**Dataset**
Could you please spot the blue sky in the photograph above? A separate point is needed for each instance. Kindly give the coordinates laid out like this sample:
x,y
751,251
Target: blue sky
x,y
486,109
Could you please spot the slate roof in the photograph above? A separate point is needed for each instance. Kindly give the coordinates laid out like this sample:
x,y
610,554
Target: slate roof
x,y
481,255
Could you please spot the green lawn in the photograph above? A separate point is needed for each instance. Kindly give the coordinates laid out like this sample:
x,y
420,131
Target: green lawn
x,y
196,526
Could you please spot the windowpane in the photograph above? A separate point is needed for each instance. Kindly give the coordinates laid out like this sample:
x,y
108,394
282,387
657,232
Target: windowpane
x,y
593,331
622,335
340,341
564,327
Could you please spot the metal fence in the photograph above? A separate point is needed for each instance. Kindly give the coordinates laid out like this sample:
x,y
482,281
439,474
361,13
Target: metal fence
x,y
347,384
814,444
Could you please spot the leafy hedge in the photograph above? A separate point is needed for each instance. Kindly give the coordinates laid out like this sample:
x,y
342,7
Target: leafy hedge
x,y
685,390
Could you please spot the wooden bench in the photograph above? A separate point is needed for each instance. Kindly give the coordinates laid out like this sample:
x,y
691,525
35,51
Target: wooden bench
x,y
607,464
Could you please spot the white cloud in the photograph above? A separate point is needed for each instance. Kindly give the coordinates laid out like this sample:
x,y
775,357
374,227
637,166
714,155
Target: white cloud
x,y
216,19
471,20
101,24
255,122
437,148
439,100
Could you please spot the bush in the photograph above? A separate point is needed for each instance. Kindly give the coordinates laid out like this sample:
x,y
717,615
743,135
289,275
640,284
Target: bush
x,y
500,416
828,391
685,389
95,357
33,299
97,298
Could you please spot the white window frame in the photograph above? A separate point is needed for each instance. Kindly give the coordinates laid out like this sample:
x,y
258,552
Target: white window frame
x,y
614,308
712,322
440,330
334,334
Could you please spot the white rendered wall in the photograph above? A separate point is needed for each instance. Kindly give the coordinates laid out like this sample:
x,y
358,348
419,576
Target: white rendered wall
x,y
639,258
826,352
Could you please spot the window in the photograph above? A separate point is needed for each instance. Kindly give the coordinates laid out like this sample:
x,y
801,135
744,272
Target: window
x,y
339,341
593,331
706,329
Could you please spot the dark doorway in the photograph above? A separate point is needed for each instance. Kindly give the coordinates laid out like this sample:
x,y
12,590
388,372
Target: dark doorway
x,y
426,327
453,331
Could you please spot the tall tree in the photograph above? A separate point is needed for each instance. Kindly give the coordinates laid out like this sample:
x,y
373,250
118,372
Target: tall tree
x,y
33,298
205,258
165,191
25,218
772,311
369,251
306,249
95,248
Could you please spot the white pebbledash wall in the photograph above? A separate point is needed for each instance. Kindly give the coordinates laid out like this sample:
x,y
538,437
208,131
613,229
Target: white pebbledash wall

**To be done**
Rewrite everything from the line containing "Could you please spot the dark" down to the end of the items, requests included, and shift every coordinate in the answers by adding 116 to each number. Leave the requests and their format samples unchanged.

**Full solution**
Could you please spot the dark doorway in the photograph above? A separate point is needed for each instance. Kindly give the coordinates laid out like this sample:
x,y
12,590
388,372
Target: dark doorway
x,y
542,443
569,447
Could you please spot the tall tree in the photograph above? A separate point is needed for each instance. Kindly give the coordinates laid out like this sample:
x,y
373,250
118,372
Target: tall tree
x,y
149,414
321,374
281,307
141,334
888,427
485,367
422,365
211,364
Could you please spot the white pebbledash wall in the photograph above? A separate point is needed for each instance. Kindly give the coordinates laid out like this sample:
x,y
538,437
208,131
613,229
Target: white pebbledash wall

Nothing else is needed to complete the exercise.